• **TASK REQUIREMENTS**:
For each line of the listing, output an exact copy.

• **TASK DATA**:
———

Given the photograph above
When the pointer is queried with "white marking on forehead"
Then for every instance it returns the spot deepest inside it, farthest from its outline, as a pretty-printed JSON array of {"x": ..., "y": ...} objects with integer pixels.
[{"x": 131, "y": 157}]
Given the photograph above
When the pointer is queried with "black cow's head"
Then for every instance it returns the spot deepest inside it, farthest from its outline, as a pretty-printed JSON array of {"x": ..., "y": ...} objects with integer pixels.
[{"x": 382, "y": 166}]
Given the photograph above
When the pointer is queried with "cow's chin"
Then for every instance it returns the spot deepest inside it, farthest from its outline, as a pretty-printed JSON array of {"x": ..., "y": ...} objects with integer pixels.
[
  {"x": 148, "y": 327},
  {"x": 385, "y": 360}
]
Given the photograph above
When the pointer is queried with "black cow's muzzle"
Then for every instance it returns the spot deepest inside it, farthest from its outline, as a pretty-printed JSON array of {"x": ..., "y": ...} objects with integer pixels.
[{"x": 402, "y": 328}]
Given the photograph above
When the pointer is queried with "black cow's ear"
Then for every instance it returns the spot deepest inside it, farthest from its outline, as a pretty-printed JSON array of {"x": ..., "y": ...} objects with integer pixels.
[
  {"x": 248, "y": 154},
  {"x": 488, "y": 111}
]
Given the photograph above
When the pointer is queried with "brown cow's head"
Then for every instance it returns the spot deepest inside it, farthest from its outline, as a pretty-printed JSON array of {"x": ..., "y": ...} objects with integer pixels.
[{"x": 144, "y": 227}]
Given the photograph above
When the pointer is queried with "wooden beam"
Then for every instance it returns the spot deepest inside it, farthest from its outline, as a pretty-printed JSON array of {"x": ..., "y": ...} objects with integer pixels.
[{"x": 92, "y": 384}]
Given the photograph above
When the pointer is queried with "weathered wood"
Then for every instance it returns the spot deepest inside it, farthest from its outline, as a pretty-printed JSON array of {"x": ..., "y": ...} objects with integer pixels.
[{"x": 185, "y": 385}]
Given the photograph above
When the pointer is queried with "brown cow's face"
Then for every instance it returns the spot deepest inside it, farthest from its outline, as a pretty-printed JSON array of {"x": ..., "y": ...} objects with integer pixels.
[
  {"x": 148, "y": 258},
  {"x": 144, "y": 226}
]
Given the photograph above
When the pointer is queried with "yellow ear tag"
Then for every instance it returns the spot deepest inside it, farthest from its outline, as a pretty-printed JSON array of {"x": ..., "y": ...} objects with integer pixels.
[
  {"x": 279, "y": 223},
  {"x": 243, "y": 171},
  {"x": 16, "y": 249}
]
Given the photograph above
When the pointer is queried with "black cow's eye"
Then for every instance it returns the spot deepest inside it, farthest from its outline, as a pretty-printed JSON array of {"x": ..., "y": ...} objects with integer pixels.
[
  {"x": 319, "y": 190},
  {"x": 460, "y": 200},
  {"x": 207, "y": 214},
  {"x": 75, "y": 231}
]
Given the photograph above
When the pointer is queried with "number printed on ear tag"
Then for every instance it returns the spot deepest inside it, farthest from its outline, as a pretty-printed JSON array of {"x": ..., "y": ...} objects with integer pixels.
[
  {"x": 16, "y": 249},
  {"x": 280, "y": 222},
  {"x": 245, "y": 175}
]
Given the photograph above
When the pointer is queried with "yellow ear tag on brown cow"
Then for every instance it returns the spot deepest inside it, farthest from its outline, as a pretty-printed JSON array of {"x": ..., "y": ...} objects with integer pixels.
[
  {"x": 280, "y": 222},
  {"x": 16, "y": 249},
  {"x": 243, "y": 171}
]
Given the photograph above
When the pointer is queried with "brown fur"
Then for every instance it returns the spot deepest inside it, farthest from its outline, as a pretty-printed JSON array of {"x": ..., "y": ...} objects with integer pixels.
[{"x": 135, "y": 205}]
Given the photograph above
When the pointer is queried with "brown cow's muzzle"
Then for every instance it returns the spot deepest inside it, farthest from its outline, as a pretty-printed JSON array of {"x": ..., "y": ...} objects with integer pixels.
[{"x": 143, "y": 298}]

———

• **OUTPUT**:
Given the photograph above
When the pointer is queried with "white marking on forehead"
Then for every instance it returns the spot deepest inside it, farthest from its outline, as a pretty-printed JSON array of {"x": ..., "y": ...} objects with integer pixels.
[{"x": 131, "y": 157}]
Given the photograph above
When the pointer is queried with "black cow's head"
Then for every instance it returns the spot deepest inside it, farthest from its outline, as a pretty-printed JSON array of {"x": ..., "y": ...} objects with integer pixels.
[{"x": 382, "y": 166}]
Given the photograph above
When the pointer is queried with "cow's chin"
Then for every instance it returns the spot deepest inside it, farthest from its outline, as a pretty-printed JSON array of {"x": ..., "y": ...} objects with integer pixels.
[
  {"x": 148, "y": 327},
  {"x": 385, "y": 360}
]
Given the photograph above
When the pointer is queried with "black cow's muzzle"
Then for every instance it returns the spot deepest inside it, farthest from its outline, as a pretty-printed JSON array of {"x": ..., "y": ...} objects with integer pixels.
[{"x": 402, "y": 328}]
Given the photograph above
When the pointer is queried with "black cow's ear"
Then for every instance it returns the spot deepest inside it, farthest from its outline, as a pretty-printed JSON array of {"x": ..., "y": ...} objects with integer pixels.
[
  {"x": 248, "y": 154},
  {"x": 488, "y": 111}
]
Given the photograph above
When the pointer is queried with "brown cow's head"
Then for every instance it returns the spot deepest inside it, farthest from its outline, as a pretty-printed JSON array of {"x": ..., "y": ...} objects with integer pixels.
[{"x": 144, "y": 227}]
Given the photograph above
When the pointer is queried with "wooden beam"
Then for every instance it returns the spot deepest inside it, farthest from its outline, as a pretty-printed JSON array of {"x": ..., "y": ...} objects with integer pixels.
[{"x": 92, "y": 384}]
Given the photograph above
When the pointer is queried with "weathered wood"
Then for every instance it returns the spot deepest inside it, farthest from its outline, as a pretty-printed JSON array of {"x": ..., "y": ...} objects with integer pixels.
[{"x": 185, "y": 385}]
Given the photograph above
When the pointer is queried with "brown cow's face"
Then for every instance it returns the spot deepest inside it, farthest from its outline, as a pretty-printed JSON array of {"x": ..., "y": ...} objects with integer pixels.
[
  {"x": 148, "y": 258},
  {"x": 144, "y": 226}
]
Given the photograph above
When the pointer is queried with "yellow ear tag"
Then for every instance it returns the spot deepest inside it, farthest from its outline, as a pretty-printed JSON array of {"x": ..., "y": ...} objects with integer pixels.
[
  {"x": 279, "y": 223},
  {"x": 243, "y": 171},
  {"x": 16, "y": 249}
]
Given the photograph above
When the pointer is queried with "black cow's eye"
Then for every instance it returns the spot deepest inside it, farthest from its outline, as a pretty-printed JSON array of {"x": ..., "y": ...} objects with integer pixels.
[
  {"x": 319, "y": 190},
  {"x": 460, "y": 200},
  {"x": 207, "y": 214},
  {"x": 75, "y": 231}
]
Given the photograph above
When the pointer is queried with "number printed on ear tag"
Then for every instance it returns the spot deepest inside it, farthest from its outline, as a pretty-printed JSON array of {"x": ..., "y": ...} objects with integer pixels.
[
  {"x": 16, "y": 249},
  {"x": 280, "y": 222},
  {"x": 245, "y": 175}
]
Given the photograph above
When the pointer is queried with "yellow ear tag on brown cow"
Then for every instance it returns the spot deepest inside it, farthest from its outline, as a pretty-printed JSON array of {"x": ..., "y": ...} objects with integer pixels.
[
  {"x": 280, "y": 222},
  {"x": 16, "y": 249},
  {"x": 243, "y": 171}
]
Given the photograph above
When the pointer is queried with "brown fur"
Then for every instance it returns the spot deepest inside it, farthest from its outline, as a pretty-printed JSON array of {"x": ..., "y": ...} objects with integer pixels.
[{"x": 135, "y": 205}]
Given the photograph above
When the pointer is queried with "brown cow's muzzle"
Then for every instance it returns the spot deepest inside it, farthest from its outline, as a pretty-printed JSON array of {"x": ..., "y": ...} objects with integer pixels.
[{"x": 143, "y": 298}]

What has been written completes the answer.